FRAGMENTO DEL DOCUMENTO:
+++

Este ataque no es casual. Es el resultado de una retórica violenta y polarizante promovida desde las altas esferas del poder. El presidente ha normalizado tratar de “nazi” o “paramilitar” a quien no comparta su línea ideológica, utilizando sus redes sociales y peor aun, canales y medios oficiales pagados con nuestros impuestos. Esa demonización sistemática no sólo erosiona la democracia: siembra odio y ese odio inevitablemente deriva en ataques como el que presenciamos.
Otro fracaso del Gobierno.
El caso tiene un elemento que lo hace aún más grave: el autor intelectual del atentado es un menor de 15 años. Sí, un adolescente le disparó en la cabeza a un precandidato presidencial.

+++

QUÉ HACER: Reescribe el fragmento sobre el atentado desde "Otro fracaso del" hasta "un precandidato presidencial.", sustituyendo "adolescente" por "muchacho".

+++

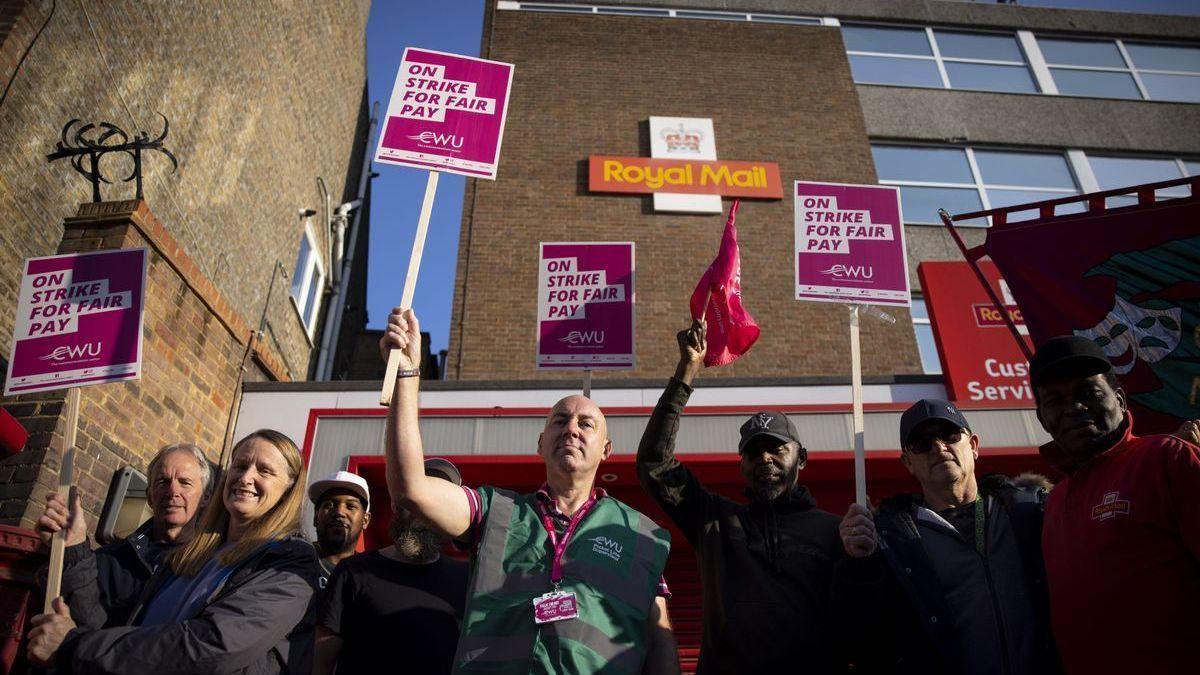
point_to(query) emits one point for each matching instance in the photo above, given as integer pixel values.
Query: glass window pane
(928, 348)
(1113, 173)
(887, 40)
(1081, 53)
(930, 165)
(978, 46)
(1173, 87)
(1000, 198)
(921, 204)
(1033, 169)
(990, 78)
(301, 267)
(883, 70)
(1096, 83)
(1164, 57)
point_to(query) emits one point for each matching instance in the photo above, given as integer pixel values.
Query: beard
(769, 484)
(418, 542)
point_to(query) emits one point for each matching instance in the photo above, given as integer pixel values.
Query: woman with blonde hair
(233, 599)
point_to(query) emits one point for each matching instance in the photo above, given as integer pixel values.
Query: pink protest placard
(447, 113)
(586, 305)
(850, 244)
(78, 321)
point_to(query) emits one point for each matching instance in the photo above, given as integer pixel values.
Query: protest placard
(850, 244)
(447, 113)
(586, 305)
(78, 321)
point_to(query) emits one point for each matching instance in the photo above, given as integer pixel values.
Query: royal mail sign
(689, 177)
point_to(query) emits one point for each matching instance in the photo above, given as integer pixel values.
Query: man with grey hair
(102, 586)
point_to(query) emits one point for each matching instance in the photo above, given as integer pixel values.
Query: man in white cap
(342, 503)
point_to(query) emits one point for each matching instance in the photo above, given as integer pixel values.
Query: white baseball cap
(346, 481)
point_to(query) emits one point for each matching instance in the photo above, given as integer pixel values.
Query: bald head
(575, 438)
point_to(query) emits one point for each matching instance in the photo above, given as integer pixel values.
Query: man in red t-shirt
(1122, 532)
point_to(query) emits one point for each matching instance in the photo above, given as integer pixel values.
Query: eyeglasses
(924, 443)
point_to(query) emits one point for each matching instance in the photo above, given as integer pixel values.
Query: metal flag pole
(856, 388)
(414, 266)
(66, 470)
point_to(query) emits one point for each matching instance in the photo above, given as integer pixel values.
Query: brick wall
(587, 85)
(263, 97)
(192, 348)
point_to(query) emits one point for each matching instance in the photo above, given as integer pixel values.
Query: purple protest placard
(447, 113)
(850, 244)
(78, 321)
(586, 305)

+++

RESULTADO:
Otro fracaso del Gobierno.
El caso tiene un elemento que lo hace aún más grave: el autor intelectual del atentado es un menor de 15 años. Sí, un muchacho le disparó en la cabeza a un precandidato presidencial.